→ **EXTRACTED TEXT**:
----
Avoid using broad statements

Never say never. The saying also stands true for arguments. The thing about saying "always" and "never" is that it's rarely ever true. Using such sweeping, broad language can cause unnecessary drama and ultimately, damage. Instead, try using sayings like "I've noticed that recently you've let her stay up later than I'm comfortable with." Using gentler language can promote a softer reaction and help you reach a peaceful agreement.

Stick to the topic

There's a tendency to bring up past issues and grievances during an argument that may have nothing to do with the disagreement at hand. Focusing on the issue in question and trying to resolve that alone instead of dredging up the past will make it easier to come to a resolution.

Allow space and time to process

You know that old saying: Never go to bed angry. Forget all about it. Sometimes, sleeping on an issue or choosing to walk away and discuss something at a later time allows you time and space to process your emotions. You could wake up with a new, fresh perspective that makes room for a simple solution.

Use "I" statements

Instead of placing the blame on your partner and leading with statements like, "You never do anything in the kitchen," or "You’re never home," try leading with "I really appreciate it when you do the dishes," or "I love spending time with you."

Validate emotions

Sometimes, a person simply needs to be heard and validated. Validating emotions and your partner's point of view can be helpful when resolving disagreements. Try saying "I understand where you're coming from," or "I can see how you would feel that way." Practicing empathy is critical when it comes to conflict resolution.

Pay attention to timing

Timing really is everything, especially when it comes to talking things through. Choose a time to talk about issues when you and your partner both have the time and the energy to work things through. This can often mean tabling a discussion until the kids are asleep and you're able to focus.

Understand that you both offer value

Each of you has different strengths you bring to the table. Recognize that you both have unique gifts to offer your children and play those up. If one of you has more patience at bedtime, designate that person as the official bedtime parent. If the other loves cooking, take advantage of that passion and allow him or her to spend some time getting creative in the kitchen.
----
→ **EXERCISE REQUIREMENTS**:
1/ Answer these about the advice on arguing with a partner:
(a) Which two words does it say are rarely ever true?
(b) What old saying does it tell readers to forget?
(c) Who should be named the official bedtime parent?
2/ In the advice on arguing with a partner, switch "energy" to "patience" and write out the passage starting at "Pay attention to" and ending at "able to focus.".
The rows after this point are separate material and aren't part of the advice on arguing with a partner.

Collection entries
----
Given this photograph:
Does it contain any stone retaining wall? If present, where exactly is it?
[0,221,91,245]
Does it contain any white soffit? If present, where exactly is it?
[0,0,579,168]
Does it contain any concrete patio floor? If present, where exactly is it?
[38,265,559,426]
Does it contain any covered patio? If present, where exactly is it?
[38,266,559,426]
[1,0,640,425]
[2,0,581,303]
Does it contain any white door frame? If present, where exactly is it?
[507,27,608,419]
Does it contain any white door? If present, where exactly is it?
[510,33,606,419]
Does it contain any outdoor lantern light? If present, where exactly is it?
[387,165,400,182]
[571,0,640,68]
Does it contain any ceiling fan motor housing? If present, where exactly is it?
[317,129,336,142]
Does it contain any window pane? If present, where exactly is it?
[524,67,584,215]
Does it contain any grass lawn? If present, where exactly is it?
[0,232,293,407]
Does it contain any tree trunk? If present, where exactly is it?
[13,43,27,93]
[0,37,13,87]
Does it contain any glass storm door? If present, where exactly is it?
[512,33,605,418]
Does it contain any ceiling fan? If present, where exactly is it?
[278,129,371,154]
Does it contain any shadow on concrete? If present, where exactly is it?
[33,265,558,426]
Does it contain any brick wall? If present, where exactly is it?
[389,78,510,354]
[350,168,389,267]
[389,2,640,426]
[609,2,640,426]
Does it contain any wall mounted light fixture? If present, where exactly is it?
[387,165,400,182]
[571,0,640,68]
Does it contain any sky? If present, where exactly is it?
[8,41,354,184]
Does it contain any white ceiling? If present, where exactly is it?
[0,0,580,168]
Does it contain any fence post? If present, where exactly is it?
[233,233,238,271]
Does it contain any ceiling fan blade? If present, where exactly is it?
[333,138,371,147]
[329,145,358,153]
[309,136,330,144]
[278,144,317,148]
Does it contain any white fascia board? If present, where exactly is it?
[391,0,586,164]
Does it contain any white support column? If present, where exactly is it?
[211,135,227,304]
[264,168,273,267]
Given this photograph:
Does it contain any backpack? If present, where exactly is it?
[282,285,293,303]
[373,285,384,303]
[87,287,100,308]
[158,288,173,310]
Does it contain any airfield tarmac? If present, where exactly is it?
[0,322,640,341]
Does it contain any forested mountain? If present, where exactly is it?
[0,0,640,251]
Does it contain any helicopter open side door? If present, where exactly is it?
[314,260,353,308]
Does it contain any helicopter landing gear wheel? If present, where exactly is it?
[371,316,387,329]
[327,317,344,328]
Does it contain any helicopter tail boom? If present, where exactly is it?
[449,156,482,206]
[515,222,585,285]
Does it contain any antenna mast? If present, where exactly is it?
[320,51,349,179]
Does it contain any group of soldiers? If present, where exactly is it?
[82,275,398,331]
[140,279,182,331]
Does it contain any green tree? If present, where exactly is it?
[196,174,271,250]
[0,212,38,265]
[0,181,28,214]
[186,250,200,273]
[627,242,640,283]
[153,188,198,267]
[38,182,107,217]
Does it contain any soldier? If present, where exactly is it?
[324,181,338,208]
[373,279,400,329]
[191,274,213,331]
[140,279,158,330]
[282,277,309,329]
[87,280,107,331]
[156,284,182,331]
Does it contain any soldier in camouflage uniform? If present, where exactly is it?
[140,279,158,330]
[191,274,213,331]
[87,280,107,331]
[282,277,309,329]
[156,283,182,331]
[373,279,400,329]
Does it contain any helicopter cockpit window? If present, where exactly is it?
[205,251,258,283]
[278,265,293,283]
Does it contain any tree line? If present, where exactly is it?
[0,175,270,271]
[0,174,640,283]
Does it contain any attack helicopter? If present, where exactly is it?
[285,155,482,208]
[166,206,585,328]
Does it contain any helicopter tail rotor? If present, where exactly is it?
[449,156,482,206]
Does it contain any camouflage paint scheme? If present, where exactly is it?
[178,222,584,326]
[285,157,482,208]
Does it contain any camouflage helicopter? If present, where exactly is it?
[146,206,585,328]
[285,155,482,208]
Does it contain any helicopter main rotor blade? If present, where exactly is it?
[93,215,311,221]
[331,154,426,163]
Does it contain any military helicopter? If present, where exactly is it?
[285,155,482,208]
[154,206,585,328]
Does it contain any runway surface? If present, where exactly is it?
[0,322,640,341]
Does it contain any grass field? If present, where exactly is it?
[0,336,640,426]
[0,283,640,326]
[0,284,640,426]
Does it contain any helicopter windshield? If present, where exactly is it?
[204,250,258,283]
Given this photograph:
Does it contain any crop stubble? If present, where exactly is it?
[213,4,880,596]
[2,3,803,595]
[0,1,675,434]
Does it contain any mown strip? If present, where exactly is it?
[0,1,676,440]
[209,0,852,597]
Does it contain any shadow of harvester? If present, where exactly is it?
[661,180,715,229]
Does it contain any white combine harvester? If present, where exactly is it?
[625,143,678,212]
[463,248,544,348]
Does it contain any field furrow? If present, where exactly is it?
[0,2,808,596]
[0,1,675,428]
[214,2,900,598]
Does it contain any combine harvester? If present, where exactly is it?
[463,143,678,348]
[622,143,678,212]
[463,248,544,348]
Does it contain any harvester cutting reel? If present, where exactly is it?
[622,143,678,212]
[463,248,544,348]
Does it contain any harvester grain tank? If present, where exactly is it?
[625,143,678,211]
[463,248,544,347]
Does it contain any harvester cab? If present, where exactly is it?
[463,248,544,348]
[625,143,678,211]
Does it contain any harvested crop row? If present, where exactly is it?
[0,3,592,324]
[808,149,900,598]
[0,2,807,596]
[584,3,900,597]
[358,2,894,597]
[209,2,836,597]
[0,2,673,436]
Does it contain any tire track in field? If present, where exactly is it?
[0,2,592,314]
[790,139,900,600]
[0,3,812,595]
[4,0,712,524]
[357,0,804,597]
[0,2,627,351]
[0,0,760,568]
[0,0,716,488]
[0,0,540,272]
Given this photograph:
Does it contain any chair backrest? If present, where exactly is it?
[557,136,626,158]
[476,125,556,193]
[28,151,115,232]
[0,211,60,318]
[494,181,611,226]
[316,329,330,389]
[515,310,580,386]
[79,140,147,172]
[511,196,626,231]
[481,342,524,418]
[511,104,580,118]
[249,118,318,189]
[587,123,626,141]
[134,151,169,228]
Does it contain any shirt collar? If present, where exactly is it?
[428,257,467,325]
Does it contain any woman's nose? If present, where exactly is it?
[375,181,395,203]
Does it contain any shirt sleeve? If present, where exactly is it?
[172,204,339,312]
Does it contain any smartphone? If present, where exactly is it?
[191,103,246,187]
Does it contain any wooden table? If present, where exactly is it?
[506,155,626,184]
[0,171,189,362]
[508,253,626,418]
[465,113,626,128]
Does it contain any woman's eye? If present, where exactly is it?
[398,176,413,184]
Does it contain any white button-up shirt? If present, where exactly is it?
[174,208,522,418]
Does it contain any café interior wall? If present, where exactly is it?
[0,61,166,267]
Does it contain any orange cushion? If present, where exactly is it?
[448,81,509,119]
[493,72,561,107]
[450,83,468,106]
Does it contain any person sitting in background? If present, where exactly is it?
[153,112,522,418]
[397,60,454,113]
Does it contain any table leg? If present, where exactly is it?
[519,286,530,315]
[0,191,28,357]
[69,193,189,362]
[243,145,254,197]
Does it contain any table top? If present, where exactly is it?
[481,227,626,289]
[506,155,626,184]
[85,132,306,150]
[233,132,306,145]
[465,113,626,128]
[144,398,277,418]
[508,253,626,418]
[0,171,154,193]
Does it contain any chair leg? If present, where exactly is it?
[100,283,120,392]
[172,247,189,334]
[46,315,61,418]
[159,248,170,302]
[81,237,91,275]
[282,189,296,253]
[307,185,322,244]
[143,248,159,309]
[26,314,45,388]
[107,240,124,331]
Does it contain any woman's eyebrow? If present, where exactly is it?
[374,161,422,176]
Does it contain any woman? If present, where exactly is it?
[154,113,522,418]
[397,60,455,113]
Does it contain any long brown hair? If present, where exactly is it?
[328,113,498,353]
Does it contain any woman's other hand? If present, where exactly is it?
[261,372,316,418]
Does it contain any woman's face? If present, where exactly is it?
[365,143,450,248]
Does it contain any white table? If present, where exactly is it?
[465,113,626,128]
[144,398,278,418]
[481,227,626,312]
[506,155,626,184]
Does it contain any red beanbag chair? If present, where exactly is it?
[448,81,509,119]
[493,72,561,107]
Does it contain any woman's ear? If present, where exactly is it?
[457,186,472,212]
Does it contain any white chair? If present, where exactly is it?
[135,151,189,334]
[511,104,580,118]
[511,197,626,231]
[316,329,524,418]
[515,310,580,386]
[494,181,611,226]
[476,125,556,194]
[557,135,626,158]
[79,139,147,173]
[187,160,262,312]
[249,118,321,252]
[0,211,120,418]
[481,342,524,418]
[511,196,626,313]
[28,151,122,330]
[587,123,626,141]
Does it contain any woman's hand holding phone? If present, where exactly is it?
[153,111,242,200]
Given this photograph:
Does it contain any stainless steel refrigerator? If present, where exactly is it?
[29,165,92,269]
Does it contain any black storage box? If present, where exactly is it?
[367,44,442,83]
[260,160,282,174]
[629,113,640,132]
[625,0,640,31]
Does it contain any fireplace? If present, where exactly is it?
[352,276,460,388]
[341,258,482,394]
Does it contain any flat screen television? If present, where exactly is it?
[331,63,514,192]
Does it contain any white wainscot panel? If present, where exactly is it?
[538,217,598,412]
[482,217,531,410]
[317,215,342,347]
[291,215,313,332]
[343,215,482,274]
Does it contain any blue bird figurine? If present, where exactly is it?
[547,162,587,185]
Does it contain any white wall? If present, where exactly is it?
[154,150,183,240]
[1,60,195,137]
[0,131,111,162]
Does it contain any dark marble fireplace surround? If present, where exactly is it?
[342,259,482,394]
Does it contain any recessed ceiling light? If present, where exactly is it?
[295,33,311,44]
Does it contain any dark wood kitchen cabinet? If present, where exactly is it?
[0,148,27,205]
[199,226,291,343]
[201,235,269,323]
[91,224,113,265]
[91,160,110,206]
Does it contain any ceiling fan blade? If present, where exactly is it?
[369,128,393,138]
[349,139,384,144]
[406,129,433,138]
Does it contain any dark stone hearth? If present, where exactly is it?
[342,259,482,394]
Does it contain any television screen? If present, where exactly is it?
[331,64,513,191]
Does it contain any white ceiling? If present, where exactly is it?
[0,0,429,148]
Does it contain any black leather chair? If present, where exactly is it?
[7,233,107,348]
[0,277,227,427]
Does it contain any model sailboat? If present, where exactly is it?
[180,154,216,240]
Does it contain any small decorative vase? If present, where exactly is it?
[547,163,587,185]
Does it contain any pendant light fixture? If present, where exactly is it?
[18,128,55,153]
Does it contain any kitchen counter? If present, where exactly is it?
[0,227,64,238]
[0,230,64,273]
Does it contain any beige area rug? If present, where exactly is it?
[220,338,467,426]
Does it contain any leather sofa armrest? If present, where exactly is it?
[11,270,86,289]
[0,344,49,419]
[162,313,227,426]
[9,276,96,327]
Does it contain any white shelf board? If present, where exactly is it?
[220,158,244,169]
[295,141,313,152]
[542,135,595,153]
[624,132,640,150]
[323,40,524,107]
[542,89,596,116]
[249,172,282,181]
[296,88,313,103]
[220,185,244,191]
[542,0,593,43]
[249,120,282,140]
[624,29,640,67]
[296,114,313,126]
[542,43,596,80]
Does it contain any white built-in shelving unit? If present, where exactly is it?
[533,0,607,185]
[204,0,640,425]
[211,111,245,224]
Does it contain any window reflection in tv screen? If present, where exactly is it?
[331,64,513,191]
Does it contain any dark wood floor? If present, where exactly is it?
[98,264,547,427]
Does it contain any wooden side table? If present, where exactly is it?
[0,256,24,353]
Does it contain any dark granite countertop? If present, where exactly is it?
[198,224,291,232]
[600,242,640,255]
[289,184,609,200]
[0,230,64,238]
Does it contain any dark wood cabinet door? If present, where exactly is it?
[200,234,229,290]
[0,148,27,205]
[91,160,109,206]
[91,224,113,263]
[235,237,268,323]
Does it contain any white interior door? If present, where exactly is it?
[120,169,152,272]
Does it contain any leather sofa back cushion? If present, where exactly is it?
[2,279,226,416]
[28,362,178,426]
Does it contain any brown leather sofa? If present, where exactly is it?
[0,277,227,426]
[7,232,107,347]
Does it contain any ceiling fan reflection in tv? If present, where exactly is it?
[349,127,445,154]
----
→ **PROBLEM SOLUTIONS**:
1/
(a) "Always" and "never."
(b) Never go to bed angry.
(c) The one of you who has more patience at bedtime.

2/
Pay attention to timing

Timing really is everything, especially when it comes to talking things through. Choose a time to talk about issues when you and your partner both have the time and the patience to work things through. This can often mean tabling a discussion until the kids are asleep and you're able to focus.